ASSIGNMENT >>
Give a verbatim copy of the data, leaving the pictures out.

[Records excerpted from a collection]
☆ ☆ ☆ ☆ ☆ ☆ ☆

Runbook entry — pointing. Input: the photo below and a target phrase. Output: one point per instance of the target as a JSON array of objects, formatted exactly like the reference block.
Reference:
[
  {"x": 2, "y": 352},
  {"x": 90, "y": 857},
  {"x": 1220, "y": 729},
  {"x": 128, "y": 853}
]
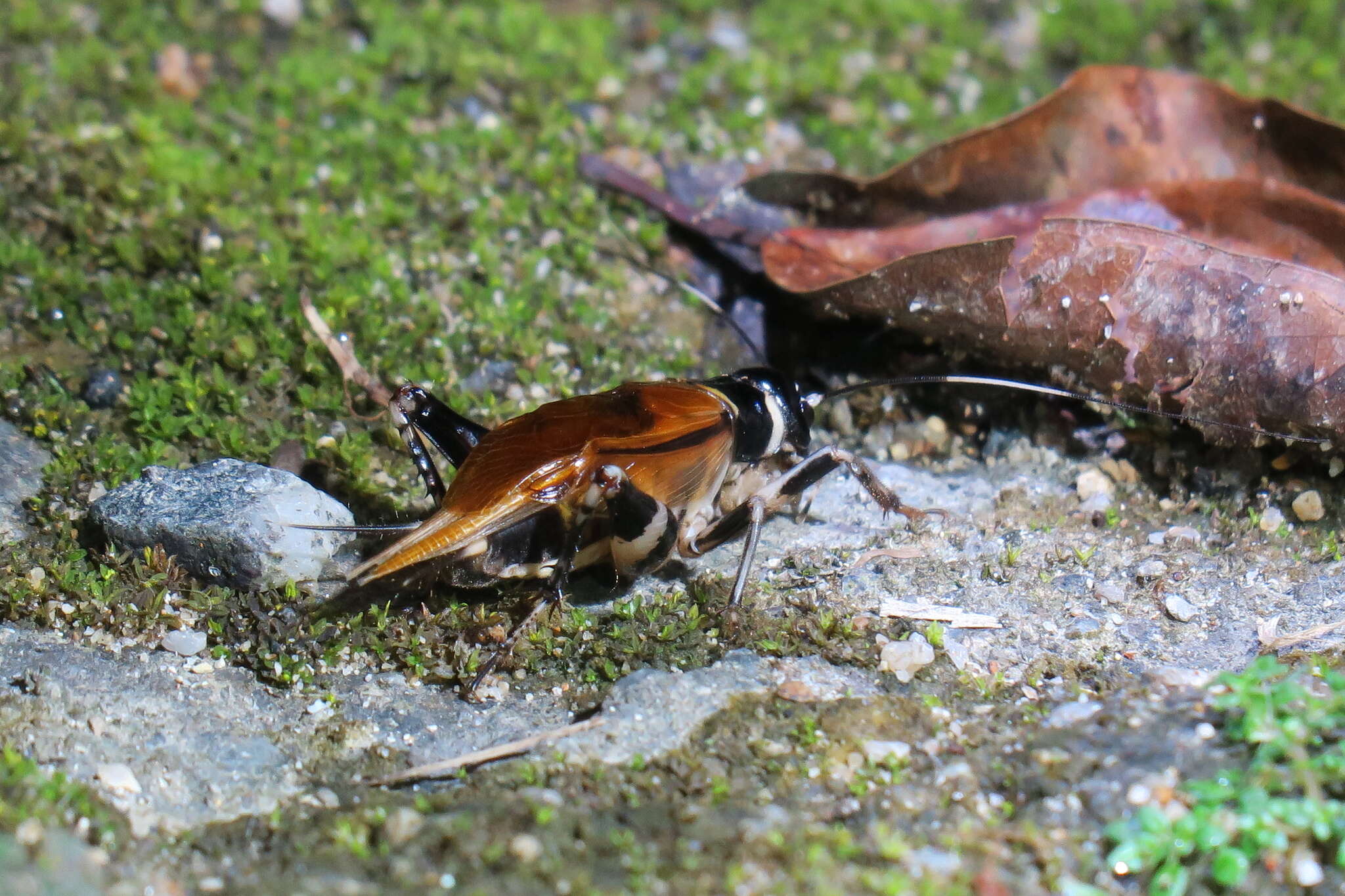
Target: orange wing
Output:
[{"x": 673, "y": 438}]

☆ ☆ ☆ ☆ ☆ ☆ ☆

OUTPUT >>
Runbook entry — pointing. Input: the photo below and a target phrase. Output: one point per instance of the target as a JSON array of objects, formatted exactly like the reference block.
Reference:
[
  {"x": 2, "y": 352},
  {"x": 90, "y": 857},
  {"x": 1220, "y": 729},
  {"x": 128, "y": 853}
]
Target: orange wing
Output:
[{"x": 673, "y": 438}]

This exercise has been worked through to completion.